Список заданий >>
- a) Перепишите из исходного отрывка всё начиная с «Последний раз провел» и вниз до «стояла у могилы.», заменив «лото» на «домино».
- b) Ответьте по исходному отрывку:
(i) В каком году было последнее лето, проведенное в Туле?
(ii) Через сколько шагов бабушка останавливалась во время прогулок по кладбищу?
(iii) Откуда почти каждый день узнаем мы о смерти друзей и знакомых?
- c) Перечислите всё, из чего, согласно исходному отрывку, состояло последнее лето в Туле.

Исходный отрывок >>
Последний раз провел я лето в Туле в 1947 году. Было оно обычным: заведенный распорядок дня, чтение, лото, «шестьдесят шесть» с бабушкой, прогулки с ней же на знаменитом Всехсвятском кладбище с его великолепной церковью, колокольню которой украшали четыре фигуры крылатых серафимов с трубами. Оно находилось в пяти-семи минутах от дома. Эти прогулки тоже что-то заложили в меня: каждые десять-пятнадцать шагов бабушка останавливалась, кланялась одному из тех, с кем прошла их жизнь, и минуту-другую стояла у могилы.
Тогда для меня было удивительным: как это могло столько знакомых умереть у одного человека. А теперь…
Почти каждый день узнаем мы из телевизионных новостей, из Интернета о смерти очередного нашего друга, нашего знакомого. Умирают в России, умирают в странах, куда перебрались по тысячам разных причин: были высланы и лишены гражданства, уехали с обидами или, наоборот, с непринятой любовью и сознанием собственной ненужности, безместности в России, по принципиальным соображениям, по национальному зову души…
И вот, если оказались бы они вдруг на одном кладбище, сколько бы заняла у нас такая прогулка, сколько поклонов мы сделали бы, сколько раз по несколько минут постояли бы у могил? Хватило бы дня?..

Показанные записи >>
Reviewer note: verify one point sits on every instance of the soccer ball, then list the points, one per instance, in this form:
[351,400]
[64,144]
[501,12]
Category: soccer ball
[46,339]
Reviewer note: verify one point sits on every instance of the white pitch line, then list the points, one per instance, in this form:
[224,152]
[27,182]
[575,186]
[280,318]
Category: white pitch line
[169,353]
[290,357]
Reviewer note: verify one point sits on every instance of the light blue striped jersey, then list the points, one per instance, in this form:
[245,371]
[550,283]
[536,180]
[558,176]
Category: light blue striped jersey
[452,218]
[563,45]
* * *
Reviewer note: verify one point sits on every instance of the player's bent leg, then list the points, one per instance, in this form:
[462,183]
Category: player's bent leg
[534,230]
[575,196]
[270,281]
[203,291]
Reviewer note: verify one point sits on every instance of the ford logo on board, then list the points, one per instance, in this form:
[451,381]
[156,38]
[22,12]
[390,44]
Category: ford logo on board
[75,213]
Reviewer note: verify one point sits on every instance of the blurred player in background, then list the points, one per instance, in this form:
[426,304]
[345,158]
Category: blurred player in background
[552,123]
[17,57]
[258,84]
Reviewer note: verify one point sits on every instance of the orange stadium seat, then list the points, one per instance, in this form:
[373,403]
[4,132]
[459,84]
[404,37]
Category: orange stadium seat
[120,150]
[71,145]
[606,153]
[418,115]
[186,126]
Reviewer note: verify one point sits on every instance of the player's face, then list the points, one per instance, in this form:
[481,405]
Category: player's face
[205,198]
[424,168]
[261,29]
==
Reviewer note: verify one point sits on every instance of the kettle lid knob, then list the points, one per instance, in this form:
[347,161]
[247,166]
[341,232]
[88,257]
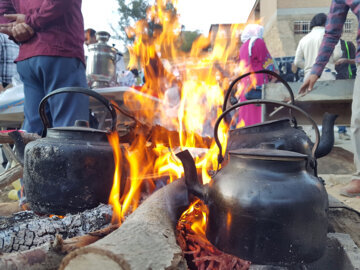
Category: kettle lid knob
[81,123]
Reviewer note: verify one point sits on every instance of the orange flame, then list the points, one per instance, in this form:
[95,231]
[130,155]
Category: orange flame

Ожидаемые ответы >>
- a)
Последний раз провел я лето в Туле в 1947 году. Было оно обычным: заведенный распорядок дня, чтение, домино, «шестьдесят шесть» с бабушкой, прогулки с ней же на знаменитом Всехсвятском кладбище с его великолепной церковью, колокольню которой украшали четыре фигуры крылатых серафимов с трубами. Оно находилось в пяти-семи минутах от дома. Эти прогулки тоже что-то заложили в меня: каждые десять-пятнадцать шагов бабушка останавливалась, кланялась одному из тех, с кем прошла их жизнь, и минуту-другую стояла у могилы.

- b)
(i) В 1947 году.
(ii) Каждые десять-пятнадцать шагов.
(iii) Из телевизионных новостей и из Интернета.

- c) Заведенный распорядок дня; чтение; лото; «шестьдесят шесть» с бабушкой; прогулки с бабушкой на Всехсвятском кладбище.